**What is needed**
Search the records for the string "black", then copy each line that has it.

**Dataset entries**
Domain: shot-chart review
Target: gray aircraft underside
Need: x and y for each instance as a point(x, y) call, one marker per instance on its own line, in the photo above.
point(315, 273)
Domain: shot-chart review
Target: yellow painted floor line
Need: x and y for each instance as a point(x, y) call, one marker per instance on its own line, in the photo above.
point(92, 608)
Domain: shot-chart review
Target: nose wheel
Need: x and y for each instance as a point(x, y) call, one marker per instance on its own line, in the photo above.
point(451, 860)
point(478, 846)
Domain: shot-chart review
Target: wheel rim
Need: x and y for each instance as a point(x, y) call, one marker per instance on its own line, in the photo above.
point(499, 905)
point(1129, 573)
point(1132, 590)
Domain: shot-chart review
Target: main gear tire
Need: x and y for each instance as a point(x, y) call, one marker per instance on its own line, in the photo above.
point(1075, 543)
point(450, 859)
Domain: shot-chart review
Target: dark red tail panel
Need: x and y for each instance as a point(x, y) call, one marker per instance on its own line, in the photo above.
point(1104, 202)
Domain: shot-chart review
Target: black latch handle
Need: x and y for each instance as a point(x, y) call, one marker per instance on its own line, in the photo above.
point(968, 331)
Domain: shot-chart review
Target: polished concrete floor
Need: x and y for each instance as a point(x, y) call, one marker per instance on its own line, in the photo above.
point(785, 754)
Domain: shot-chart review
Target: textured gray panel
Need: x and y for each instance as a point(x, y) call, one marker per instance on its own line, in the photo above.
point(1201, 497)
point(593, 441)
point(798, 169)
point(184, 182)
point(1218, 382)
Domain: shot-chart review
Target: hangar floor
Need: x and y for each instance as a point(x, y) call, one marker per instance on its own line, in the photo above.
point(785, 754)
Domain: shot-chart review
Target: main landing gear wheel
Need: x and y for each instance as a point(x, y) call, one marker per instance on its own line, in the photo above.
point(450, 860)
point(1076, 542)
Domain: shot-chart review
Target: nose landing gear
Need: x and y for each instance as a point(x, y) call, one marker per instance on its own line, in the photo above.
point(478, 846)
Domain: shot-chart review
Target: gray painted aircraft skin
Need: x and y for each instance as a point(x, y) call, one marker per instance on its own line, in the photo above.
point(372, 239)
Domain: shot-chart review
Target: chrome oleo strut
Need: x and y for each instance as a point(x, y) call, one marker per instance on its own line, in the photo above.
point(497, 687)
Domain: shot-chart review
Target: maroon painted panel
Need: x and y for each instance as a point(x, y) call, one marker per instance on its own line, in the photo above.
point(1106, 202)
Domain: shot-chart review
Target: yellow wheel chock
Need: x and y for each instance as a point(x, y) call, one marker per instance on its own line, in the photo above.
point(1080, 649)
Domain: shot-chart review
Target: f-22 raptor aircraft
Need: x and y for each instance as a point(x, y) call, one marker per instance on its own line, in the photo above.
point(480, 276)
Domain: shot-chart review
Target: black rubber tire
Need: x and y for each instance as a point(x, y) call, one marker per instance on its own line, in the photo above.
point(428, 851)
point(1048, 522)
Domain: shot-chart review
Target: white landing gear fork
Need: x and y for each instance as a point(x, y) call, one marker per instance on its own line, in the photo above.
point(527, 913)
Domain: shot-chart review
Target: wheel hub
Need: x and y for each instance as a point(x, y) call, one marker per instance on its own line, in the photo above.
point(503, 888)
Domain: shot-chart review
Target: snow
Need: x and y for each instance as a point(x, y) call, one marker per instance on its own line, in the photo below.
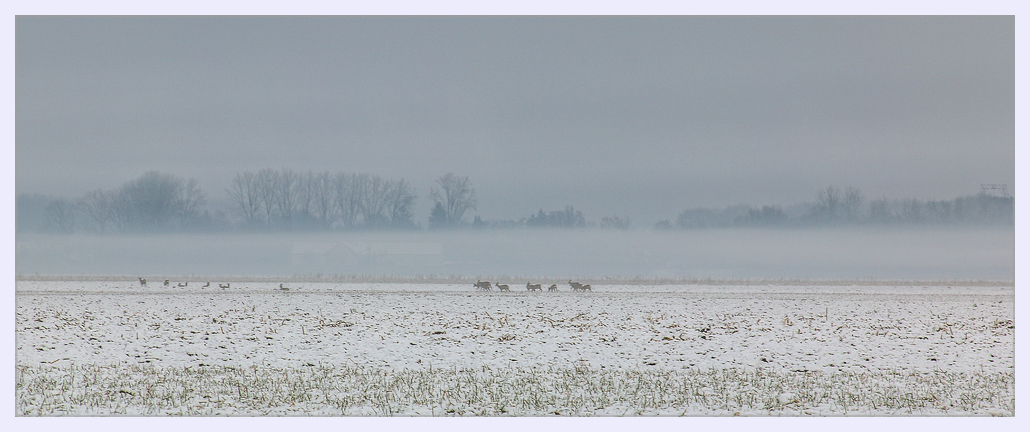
point(407, 326)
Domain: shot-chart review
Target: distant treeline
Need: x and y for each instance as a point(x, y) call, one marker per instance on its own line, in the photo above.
point(833, 206)
point(286, 200)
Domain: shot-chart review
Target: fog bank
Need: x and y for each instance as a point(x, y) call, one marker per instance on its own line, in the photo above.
point(857, 253)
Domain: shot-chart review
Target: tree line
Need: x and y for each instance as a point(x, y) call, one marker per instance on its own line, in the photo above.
point(833, 206)
point(286, 200)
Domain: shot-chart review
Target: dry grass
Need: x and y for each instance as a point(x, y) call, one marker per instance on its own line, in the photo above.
point(328, 390)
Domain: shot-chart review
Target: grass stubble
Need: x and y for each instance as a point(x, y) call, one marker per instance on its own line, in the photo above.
point(580, 391)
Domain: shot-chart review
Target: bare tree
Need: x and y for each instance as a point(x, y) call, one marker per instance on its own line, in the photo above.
point(304, 191)
point(400, 200)
point(346, 198)
point(456, 197)
point(828, 202)
point(852, 202)
point(320, 198)
point(285, 196)
point(191, 199)
point(152, 200)
point(60, 217)
point(99, 206)
point(245, 193)
point(265, 181)
point(374, 192)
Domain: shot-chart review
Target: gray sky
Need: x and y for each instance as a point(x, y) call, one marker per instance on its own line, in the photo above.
point(640, 117)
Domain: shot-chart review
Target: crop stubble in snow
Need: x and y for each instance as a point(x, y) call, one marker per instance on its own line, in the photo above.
point(892, 335)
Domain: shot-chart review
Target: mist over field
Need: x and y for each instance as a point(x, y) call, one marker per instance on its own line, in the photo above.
point(708, 146)
point(908, 254)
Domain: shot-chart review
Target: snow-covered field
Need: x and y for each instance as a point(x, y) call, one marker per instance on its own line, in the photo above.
point(830, 333)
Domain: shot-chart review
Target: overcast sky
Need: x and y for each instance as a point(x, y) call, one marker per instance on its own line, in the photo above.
point(640, 117)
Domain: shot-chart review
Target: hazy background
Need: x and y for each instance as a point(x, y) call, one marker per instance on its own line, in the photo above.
point(638, 117)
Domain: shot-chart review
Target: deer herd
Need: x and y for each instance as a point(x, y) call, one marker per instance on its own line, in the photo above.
point(480, 285)
point(486, 286)
point(142, 283)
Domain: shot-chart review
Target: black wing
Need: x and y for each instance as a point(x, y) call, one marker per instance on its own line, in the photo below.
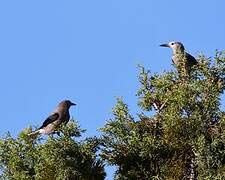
point(191, 59)
point(50, 119)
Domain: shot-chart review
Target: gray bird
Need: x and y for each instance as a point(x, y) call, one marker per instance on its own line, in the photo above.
point(58, 116)
point(180, 56)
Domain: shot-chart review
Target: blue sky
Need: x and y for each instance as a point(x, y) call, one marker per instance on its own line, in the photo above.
point(88, 52)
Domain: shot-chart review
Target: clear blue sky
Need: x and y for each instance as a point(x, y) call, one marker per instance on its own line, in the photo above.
point(88, 52)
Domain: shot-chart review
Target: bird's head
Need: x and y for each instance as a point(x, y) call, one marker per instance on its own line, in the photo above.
point(66, 103)
point(175, 46)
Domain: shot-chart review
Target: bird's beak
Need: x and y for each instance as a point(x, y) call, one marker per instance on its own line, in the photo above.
point(164, 45)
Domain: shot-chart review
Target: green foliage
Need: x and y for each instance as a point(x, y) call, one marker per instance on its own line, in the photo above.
point(52, 158)
point(184, 136)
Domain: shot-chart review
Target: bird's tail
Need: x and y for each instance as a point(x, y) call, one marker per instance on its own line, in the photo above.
point(35, 133)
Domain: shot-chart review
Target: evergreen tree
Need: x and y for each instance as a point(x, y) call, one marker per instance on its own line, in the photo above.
point(56, 157)
point(184, 138)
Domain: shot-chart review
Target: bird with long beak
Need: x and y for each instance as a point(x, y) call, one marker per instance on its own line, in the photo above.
point(180, 55)
point(58, 116)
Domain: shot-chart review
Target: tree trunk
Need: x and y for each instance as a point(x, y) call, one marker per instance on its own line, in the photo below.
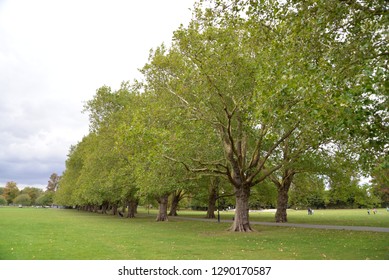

**The answer**
Target: black latch handle
Target: black rubber tire
Target: black wing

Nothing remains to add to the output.